Assignment ▸ Write out every entry again exactly as it stands.

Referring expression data
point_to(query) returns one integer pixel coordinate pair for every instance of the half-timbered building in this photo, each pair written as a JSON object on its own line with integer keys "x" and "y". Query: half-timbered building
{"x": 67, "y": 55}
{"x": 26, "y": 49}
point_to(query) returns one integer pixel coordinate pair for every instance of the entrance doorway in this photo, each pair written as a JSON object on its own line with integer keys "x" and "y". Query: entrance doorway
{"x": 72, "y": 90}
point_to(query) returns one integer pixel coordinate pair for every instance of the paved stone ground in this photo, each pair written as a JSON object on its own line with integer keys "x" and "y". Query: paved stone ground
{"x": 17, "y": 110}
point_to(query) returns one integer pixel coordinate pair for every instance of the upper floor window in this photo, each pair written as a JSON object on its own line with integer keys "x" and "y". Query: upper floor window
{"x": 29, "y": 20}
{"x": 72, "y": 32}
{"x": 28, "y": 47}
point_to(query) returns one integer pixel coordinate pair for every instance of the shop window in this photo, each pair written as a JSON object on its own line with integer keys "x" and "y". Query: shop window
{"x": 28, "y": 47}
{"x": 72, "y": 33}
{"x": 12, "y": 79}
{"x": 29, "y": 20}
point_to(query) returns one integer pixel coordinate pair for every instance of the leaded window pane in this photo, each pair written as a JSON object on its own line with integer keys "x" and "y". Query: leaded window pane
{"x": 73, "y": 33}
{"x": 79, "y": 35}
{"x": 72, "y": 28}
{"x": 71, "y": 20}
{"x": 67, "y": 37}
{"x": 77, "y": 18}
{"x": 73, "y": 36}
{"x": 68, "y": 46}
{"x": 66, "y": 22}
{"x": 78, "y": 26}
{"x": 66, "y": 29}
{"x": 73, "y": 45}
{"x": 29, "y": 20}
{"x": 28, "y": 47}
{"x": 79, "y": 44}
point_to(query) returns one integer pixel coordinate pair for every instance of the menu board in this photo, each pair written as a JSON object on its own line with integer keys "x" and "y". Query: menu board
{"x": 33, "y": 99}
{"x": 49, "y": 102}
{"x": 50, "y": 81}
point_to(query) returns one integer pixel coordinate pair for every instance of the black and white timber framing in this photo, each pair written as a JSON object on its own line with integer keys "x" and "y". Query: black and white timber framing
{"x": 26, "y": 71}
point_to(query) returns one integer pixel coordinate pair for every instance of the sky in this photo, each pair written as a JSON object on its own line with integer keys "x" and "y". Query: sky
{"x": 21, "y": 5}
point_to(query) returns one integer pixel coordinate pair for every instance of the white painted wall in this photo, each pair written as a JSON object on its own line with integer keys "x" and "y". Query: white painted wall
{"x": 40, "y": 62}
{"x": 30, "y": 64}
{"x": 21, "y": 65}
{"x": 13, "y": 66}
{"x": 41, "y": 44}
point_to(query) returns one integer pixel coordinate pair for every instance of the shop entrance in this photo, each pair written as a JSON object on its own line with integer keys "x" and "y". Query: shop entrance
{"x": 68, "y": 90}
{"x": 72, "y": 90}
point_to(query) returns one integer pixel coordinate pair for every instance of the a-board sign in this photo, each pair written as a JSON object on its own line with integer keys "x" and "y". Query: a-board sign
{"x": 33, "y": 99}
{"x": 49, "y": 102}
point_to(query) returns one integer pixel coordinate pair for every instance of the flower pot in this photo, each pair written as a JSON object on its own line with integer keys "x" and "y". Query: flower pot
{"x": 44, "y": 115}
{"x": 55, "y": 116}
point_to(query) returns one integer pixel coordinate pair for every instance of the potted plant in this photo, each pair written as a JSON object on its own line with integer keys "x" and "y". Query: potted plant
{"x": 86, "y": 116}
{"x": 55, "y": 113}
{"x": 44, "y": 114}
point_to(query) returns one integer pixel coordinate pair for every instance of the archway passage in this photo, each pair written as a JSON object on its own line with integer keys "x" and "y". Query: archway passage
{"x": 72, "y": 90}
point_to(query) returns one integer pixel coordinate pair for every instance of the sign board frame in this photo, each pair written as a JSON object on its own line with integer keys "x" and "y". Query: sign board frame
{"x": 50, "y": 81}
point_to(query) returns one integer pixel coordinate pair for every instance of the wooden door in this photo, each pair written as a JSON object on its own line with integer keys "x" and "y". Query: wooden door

Result of this task ▸
point_to(query) returns one integer pixel coordinate pair for every instance of the half-timbered building in this photo, each pair written as a JSON object on its own line with integer keys "x" and "y". Query: half-timbered building
{"x": 67, "y": 55}
{"x": 26, "y": 49}
point_to(query) returns one integer pixel coordinate pair for every instance of the entrance doorway in this photo, each pair written as a JSON object on its own line with integer keys "x" and "y". Query: entrance doorway
{"x": 72, "y": 90}
point_to(query) returns one integer pixel coordinate pair for every instance of the paved stone ground in this photo, each pair written as a JSON object on its own line with integer keys "x" and "y". Query: paved stone ground
{"x": 17, "y": 110}
point_to(query) returns one integer pixel coordinate pair for every instance of the upper floor window in this photo, each pair written as a JSON object on its own line with integer keys "x" and "y". Query: upper floor window
{"x": 29, "y": 20}
{"x": 72, "y": 32}
{"x": 28, "y": 47}
point_to(query) returns one integer pixel coordinate pair for every instance of the shop window in this photo, each pair written as a JSON object on its own line with integer keys "x" and "y". Query: shop window
{"x": 28, "y": 47}
{"x": 72, "y": 33}
{"x": 12, "y": 79}
{"x": 29, "y": 20}
point_to(query) returns one integer pixel coordinate pair for every instance of the leaded window pane in this photo, each pair written as a JSON object on its own line with integer keys "x" and "y". Query: leaded window pane
{"x": 73, "y": 33}
{"x": 79, "y": 35}
{"x": 72, "y": 28}
{"x": 71, "y": 20}
{"x": 67, "y": 37}
{"x": 77, "y": 18}
{"x": 73, "y": 36}
{"x": 68, "y": 46}
{"x": 66, "y": 22}
{"x": 78, "y": 26}
{"x": 66, "y": 29}
{"x": 73, "y": 45}
{"x": 29, "y": 20}
{"x": 28, "y": 47}
{"x": 79, "y": 44}
point_to(query) returns one integer pixel coordinate pair for every instance of the menu board in this photo, each pair written as a JSON object on its own line with integer keys "x" and "y". Query: menu board
{"x": 33, "y": 99}
{"x": 49, "y": 102}
{"x": 50, "y": 81}
point_to(query) returns one integer pixel coordinate pair for every instance of the black and white timber framing in this photo, each pair written as a JSON object on its own line with integer keys "x" and "y". Query: black and white timber framing
{"x": 26, "y": 71}
point_to(query) returns one integer pixel coordinate pair for every instance of the sky in this photo, each pair written as a JSON object on its own line with integer keys "x" and "y". Query: sky
{"x": 21, "y": 5}
point_to(query) returns one integer pixel coordinate pair for every instance of the white painted wall in this photo, each pair written as a JSON object on its own line with integer keys "x" and "y". Query: white painted wall
{"x": 40, "y": 62}
{"x": 30, "y": 64}
{"x": 21, "y": 65}
{"x": 13, "y": 66}
{"x": 41, "y": 44}
point_to(query) returns one integer pixel coordinate pair for every instance of the shop entrance in this photo, each pair written as a JSON object on its own line with integer keys "x" and "y". Query: shop entrance
{"x": 68, "y": 90}
{"x": 72, "y": 90}
point_to(query) returns one integer pixel coordinate pair for every instance of the a-board sign in this photo, each pair written as a JSON object on its own line with integer keys "x" and "y". Query: a-board sign
{"x": 33, "y": 99}
{"x": 49, "y": 102}
point_to(query) returns one integer pixel coordinate pair for every instance of the flower pot in this photo, each pair written as a JSON object on its own line with integer keys "x" and "y". Query: flower pot
{"x": 44, "y": 115}
{"x": 55, "y": 116}
point_to(query) returns one integer pixel coordinate pair for every instance of the potted plant in this photo, each pair written as a JSON object on its own line with integer keys "x" and "y". Query: potted plant
{"x": 86, "y": 116}
{"x": 55, "y": 113}
{"x": 44, "y": 114}
point_to(query) returns one integer pixel coordinate pair for every instance of the archway passage in this photo, each pair written as a JSON object on its own line with integer keys "x" and "y". Query: archway passage
{"x": 72, "y": 90}
point_to(query) returns one integer pixel coordinate pair for every instance of the sign board frame in this photo, each pair written as a JSON object on its own line with integer keys "x" and "y". Query: sign board frame
{"x": 50, "y": 81}
point_to(query) returns one integer pixel coordinate pair for every instance of the wooden door in this photo, each pair written as a JSON object on its own line with integer keys "x" and "y". Query: wooden door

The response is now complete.